■ Written exercise
Retype the lines below without any changes, starting at the line that contains "Pick out one point on every instance of the blurred brown" and ending at the line that contains "Pick out one point on every instance of the blurred green", with both of those lines included.

■ Raw data
※ ※ ※
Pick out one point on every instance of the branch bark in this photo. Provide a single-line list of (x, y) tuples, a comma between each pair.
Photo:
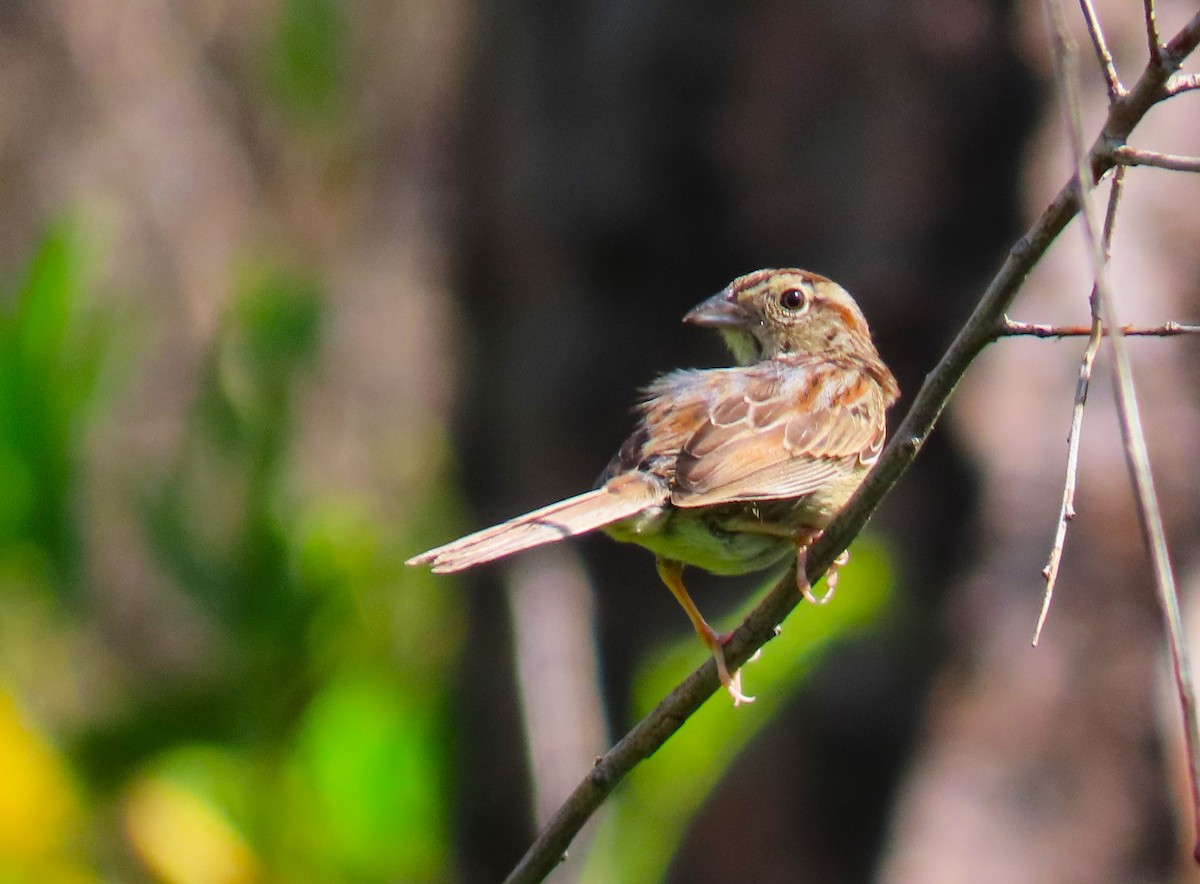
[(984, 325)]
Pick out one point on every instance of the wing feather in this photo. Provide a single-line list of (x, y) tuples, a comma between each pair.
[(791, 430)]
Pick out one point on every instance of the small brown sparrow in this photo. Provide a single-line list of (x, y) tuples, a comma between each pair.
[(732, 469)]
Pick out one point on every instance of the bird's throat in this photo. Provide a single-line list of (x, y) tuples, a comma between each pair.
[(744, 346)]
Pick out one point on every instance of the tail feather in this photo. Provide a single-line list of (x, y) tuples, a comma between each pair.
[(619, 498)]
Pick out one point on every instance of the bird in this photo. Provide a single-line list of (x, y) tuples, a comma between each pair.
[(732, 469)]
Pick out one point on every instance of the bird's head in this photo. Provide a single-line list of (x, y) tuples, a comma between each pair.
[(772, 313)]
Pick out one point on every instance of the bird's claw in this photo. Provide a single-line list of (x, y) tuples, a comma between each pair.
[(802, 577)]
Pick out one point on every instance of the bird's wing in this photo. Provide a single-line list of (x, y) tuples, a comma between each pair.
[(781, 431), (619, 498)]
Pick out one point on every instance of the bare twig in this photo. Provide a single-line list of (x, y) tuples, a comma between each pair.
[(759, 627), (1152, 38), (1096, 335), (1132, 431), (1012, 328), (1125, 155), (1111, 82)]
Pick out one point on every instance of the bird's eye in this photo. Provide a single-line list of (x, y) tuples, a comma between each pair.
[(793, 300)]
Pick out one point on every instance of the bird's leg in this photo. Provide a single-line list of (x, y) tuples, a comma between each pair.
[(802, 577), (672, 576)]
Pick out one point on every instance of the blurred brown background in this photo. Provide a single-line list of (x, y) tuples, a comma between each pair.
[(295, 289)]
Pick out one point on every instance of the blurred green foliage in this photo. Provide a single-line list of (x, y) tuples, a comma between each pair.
※ ※ ※
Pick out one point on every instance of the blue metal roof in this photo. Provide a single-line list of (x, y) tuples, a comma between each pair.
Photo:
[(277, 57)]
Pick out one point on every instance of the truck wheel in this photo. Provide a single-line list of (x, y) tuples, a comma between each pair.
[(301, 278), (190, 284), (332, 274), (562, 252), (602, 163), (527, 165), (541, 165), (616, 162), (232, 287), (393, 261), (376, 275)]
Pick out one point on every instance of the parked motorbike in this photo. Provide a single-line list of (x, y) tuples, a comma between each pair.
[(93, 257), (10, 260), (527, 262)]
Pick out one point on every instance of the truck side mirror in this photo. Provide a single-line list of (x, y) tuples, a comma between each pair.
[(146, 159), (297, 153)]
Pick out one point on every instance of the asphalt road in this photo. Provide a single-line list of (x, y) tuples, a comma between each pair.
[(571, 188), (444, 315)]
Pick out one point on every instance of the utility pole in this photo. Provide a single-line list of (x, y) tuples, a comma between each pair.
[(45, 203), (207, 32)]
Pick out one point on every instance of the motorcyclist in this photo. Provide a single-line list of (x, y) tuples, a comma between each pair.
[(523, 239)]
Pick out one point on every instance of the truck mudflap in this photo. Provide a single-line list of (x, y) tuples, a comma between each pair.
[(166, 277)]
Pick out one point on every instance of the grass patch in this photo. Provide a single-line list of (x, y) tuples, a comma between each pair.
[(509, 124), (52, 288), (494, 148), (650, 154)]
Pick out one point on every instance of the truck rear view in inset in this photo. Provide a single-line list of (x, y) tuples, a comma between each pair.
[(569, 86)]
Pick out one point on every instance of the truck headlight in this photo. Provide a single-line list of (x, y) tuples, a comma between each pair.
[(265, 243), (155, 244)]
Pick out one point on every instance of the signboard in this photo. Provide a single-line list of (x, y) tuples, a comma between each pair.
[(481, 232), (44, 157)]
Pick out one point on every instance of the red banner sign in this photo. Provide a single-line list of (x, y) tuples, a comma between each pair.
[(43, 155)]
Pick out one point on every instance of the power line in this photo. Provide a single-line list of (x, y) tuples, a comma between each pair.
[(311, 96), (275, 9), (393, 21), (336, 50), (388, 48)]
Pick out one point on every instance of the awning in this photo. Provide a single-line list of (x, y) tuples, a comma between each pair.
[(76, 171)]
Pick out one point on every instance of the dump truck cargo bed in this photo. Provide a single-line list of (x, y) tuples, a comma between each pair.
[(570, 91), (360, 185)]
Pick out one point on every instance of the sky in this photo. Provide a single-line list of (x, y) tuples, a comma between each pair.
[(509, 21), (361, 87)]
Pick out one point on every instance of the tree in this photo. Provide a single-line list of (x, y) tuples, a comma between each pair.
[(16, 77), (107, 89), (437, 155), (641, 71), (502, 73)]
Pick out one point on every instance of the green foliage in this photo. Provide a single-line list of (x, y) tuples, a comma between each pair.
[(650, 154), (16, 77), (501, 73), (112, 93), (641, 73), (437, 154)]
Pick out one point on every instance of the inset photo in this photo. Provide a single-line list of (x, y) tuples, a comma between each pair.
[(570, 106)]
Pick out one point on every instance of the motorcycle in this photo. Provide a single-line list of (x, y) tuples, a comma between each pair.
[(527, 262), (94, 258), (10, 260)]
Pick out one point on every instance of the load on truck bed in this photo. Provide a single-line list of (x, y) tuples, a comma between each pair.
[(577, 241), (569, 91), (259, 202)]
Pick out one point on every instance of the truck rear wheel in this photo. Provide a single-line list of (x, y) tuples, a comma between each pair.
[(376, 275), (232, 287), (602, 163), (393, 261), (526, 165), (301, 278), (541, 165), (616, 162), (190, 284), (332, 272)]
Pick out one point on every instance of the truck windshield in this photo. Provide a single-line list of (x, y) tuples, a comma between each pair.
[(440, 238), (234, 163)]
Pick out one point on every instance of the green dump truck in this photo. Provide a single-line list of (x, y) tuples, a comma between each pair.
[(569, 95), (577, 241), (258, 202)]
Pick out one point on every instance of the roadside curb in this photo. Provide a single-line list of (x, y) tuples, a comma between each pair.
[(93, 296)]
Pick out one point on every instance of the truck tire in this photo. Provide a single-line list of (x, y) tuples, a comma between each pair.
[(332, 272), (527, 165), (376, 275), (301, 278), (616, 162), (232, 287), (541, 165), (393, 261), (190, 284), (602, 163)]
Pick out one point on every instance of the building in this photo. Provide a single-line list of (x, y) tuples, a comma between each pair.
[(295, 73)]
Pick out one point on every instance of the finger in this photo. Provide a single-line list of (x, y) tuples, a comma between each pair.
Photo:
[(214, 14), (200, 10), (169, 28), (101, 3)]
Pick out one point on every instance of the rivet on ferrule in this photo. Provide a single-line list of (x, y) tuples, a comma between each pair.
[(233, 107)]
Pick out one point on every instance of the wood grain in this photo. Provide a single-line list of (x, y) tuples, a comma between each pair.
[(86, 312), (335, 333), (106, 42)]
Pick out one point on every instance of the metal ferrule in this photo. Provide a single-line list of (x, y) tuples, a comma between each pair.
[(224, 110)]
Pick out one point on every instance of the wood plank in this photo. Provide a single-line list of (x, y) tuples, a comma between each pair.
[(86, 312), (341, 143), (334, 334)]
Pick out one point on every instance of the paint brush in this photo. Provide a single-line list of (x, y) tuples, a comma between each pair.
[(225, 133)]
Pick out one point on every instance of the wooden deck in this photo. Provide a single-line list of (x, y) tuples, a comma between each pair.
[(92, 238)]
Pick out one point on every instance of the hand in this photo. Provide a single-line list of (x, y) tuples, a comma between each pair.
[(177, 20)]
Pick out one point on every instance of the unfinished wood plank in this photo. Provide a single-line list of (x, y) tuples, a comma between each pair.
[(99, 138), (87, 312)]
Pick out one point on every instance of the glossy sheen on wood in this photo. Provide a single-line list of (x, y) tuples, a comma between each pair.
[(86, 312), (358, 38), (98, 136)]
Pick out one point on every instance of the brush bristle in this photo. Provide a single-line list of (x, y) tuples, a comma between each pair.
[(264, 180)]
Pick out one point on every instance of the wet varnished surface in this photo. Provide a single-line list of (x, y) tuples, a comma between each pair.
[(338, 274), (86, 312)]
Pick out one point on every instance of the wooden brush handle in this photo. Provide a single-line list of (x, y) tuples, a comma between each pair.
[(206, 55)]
※ ※ ※
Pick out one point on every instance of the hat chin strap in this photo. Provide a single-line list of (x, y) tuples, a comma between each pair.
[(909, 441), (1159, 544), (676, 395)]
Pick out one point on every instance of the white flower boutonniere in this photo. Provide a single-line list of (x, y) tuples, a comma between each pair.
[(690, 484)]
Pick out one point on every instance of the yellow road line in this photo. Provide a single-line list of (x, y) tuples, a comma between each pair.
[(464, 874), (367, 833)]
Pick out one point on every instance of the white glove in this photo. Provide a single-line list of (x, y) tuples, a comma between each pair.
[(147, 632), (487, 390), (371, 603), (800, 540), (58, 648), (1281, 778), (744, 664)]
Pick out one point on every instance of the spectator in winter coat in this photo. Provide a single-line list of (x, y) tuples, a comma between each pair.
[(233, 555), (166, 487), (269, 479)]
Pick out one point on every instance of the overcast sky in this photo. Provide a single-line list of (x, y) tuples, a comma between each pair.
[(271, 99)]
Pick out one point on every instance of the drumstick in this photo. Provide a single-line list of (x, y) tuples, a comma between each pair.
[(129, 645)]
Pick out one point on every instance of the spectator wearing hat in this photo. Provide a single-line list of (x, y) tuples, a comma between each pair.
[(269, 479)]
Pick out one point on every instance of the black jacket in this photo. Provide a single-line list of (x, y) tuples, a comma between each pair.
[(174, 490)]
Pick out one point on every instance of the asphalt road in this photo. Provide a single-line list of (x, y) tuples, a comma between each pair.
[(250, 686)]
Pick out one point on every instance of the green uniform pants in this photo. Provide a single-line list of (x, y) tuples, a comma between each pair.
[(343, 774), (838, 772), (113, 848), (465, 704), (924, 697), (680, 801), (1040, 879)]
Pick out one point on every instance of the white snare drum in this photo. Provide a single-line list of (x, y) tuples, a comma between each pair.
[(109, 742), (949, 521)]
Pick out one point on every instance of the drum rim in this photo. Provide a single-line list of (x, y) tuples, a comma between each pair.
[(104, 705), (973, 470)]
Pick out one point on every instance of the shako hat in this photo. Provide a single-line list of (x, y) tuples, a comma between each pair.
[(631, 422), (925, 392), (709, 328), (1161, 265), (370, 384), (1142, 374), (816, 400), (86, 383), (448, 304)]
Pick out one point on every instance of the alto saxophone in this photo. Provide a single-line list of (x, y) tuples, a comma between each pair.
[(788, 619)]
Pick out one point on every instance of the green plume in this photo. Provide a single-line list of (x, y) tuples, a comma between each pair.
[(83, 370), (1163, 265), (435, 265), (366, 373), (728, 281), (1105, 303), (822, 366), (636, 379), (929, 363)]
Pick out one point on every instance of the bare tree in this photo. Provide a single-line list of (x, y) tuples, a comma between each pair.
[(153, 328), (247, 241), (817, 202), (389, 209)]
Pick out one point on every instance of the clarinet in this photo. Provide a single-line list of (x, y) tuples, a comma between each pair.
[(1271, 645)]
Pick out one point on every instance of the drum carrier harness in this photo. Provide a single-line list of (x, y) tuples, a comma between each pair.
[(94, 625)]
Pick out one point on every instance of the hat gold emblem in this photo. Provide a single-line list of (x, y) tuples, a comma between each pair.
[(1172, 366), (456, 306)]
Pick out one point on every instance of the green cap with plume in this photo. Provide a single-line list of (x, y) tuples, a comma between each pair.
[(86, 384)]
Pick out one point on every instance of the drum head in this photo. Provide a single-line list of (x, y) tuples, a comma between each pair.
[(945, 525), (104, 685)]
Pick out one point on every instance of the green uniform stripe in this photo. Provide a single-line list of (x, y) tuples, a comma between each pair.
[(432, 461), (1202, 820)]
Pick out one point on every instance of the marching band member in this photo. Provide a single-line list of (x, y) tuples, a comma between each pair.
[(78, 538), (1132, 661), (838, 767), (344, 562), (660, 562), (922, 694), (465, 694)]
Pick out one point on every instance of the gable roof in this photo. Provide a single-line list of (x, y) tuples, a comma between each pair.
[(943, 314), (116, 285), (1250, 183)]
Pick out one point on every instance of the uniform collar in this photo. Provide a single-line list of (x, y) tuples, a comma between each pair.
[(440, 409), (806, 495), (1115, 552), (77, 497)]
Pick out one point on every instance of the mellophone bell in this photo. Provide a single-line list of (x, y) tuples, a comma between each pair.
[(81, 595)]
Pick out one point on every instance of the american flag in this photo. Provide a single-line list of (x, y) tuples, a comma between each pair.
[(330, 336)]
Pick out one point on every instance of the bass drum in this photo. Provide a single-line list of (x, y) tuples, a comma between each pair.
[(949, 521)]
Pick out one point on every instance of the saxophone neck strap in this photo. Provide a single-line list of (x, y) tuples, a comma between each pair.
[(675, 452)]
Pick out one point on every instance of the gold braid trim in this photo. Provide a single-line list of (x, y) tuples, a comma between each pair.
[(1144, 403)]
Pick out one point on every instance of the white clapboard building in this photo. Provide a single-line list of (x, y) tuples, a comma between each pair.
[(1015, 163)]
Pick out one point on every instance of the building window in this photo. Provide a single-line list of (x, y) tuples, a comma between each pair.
※ ※ ※
■ Result below
Pick out one point on every instance of the blurred brown background in this photo. Provide a single-line list of (x, y) tuples, a comma between each pair.
[(295, 289)]
Pick out one point on every instance of the blurred green foliage in this photo. Provide a single-line list of (x, y) tuples, a comma between each pair.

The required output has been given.